(Records drawn from a dataset)
__________

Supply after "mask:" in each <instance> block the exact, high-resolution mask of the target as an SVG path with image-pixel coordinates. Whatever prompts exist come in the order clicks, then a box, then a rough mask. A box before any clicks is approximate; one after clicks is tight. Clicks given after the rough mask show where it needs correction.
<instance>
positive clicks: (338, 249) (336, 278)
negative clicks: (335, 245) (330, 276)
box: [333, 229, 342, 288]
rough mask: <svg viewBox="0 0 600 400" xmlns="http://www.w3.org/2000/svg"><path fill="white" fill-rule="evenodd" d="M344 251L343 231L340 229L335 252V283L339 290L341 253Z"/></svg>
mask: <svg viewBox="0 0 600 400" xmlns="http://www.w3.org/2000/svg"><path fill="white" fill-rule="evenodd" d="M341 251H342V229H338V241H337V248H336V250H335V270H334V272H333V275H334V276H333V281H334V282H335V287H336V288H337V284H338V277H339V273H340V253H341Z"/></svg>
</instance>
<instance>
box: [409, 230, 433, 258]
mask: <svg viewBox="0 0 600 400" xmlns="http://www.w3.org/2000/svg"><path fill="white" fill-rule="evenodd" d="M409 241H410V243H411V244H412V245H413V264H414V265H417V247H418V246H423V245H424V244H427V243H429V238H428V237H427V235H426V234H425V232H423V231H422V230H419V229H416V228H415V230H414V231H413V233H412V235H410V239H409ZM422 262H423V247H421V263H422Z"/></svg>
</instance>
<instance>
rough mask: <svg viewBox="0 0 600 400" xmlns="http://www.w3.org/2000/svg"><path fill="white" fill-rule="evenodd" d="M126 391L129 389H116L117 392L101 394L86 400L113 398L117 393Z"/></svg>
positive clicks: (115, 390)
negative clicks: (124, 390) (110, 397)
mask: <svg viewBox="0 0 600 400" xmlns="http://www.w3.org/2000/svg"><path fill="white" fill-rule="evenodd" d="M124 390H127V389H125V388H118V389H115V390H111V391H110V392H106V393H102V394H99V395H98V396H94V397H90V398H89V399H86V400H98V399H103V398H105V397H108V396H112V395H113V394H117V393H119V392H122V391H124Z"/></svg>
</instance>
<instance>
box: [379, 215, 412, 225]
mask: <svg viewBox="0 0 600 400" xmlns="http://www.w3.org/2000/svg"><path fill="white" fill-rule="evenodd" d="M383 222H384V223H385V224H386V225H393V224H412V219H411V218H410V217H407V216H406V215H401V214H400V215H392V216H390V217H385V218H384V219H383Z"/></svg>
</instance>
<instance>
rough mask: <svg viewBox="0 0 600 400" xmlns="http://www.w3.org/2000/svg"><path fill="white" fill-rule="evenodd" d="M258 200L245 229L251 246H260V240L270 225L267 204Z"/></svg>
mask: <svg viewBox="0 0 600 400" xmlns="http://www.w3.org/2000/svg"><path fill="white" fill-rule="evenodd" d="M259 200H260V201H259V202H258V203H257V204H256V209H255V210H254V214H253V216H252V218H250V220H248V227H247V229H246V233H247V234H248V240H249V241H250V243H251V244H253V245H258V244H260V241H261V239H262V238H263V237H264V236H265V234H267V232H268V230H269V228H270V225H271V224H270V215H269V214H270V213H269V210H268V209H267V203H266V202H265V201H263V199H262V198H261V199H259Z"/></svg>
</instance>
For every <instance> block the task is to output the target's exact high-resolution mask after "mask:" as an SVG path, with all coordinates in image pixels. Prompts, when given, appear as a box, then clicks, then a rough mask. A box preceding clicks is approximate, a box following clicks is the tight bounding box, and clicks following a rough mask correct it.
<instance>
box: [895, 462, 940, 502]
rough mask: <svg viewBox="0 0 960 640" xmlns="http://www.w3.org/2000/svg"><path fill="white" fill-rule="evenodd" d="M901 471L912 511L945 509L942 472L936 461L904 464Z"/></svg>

__________

■ Assignment ■
Retype all of the lines shown above, keeping each one exact.

■ Solution for this task ■
Supply after "mask:" in each <instance> block the exact, high-resolution mask of the target as an SVG path with image-pixel coordinates. Whatever prompts exist come in the order clicks, then a box, then a rough mask. A box before any clicks is approximate; one after clicks is tight. Clicks given after the rough mask show where it needs correction.
<instance>
positive clicks: (338, 249) (336, 278)
negative clicks: (335, 245) (330, 276)
box: [333, 229, 342, 288]
rough mask: <svg viewBox="0 0 600 400" xmlns="http://www.w3.org/2000/svg"><path fill="white" fill-rule="evenodd" d="M344 251L343 231L340 229L335 252V283L339 290L341 253Z"/></svg>
mask: <svg viewBox="0 0 600 400" xmlns="http://www.w3.org/2000/svg"><path fill="white" fill-rule="evenodd" d="M341 251H342V229H338V241H337V248H336V250H335V270H334V272H333V275H334V276H333V281H334V282H335V287H336V288H337V284H338V277H339V273H340V253H341Z"/></svg>
</instance>
<instance>
box: [409, 230, 433, 258]
mask: <svg viewBox="0 0 600 400" xmlns="http://www.w3.org/2000/svg"><path fill="white" fill-rule="evenodd" d="M409 241H410V243H411V244H412V245H413V264H414V265H417V247H418V246H423V245H424V244H427V243H429V238H428V237H427V235H426V234H425V232H423V231H422V230H419V229H416V228H415V230H414V231H413V233H412V235H410V239H409ZM422 262H423V247H421V263H422Z"/></svg>
</instance>
<instance>
rough mask: <svg viewBox="0 0 600 400" xmlns="http://www.w3.org/2000/svg"><path fill="white" fill-rule="evenodd" d="M126 391L129 389H116L117 392L101 394L86 400L113 398L117 393Z"/></svg>
positive clicks: (115, 390)
negative clicks: (124, 390) (110, 397)
mask: <svg viewBox="0 0 600 400" xmlns="http://www.w3.org/2000/svg"><path fill="white" fill-rule="evenodd" d="M124 390H127V389H125V388H118V389H115V390H111V391H110V392H106V393H102V394H99V395H98V396H94V397H90V398H89V399H86V400H98V399H103V398H105V397H108V396H112V395H113V394H117V393H119V392H122V391H124Z"/></svg>
</instance>
<instance>
box: [379, 215, 412, 225]
mask: <svg viewBox="0 0 600 400" xmlns="http://www.w3.org/2000/svg"><path fill="white" fill-rule="evenodd" d="M383 222H384V223H385V224H386V225H393V224H412V219H411V218H410V217H407V216H406V215H401V214H400V215H392V216H390V217H385V218H384V219H383Z"/></svg>
</instance>
<instance>
rough mask: <svg viewBox="0 0 600 400" xmlns="http://www.w3.org/2000/svg"><path fill="white" fill-rule="evenodd" d="M258 200L245 229L251 246H260V240L270 225L267 204Z"/></svg>
mask: <svg viewBox="0 0 600 400" xmlns="http://www.w3.org/2000/svg"><path fill="white" fill-rule="evenodd" d="M259 200H260V201H259V202H258V203H257V204H256V209H255V210H254V214H253V216H252V218H250V220H248V227H247V229H246V233H247V234H248V240H249V241H250V243H251V244H253V245H258V244H260V241H261V239H262V238H263V237H264V236H265V234H267V232H268V230H269V228H270V225H271V224H270V215H269V214H270V213H269V210H268V209H267V203H266V202H265V201H263V199H262V198H261V199H259Z"/></svg>
</instance>
For every <instance> block the task is to output the target's exact high-resolution mask after "mask:" as an SVG path, with all coordinates in image pixels. Prompts, when given, appear as a box, then clicks, then a rough mask. A box preceding clicks is approximate, a box following clicks is the tight bounding box, and clicks following a rough mask correct it.
<instance>
box: [895, 462, 940, 502]
rough mask: <svg viewBox="0 0 960 640" xmlns="http://www.w3.org/2000/svg"><path fill="white" fill-rule="evenodd" d="M901 471L912 511L945 509L942 472L936 461L904 464Z"/></svg>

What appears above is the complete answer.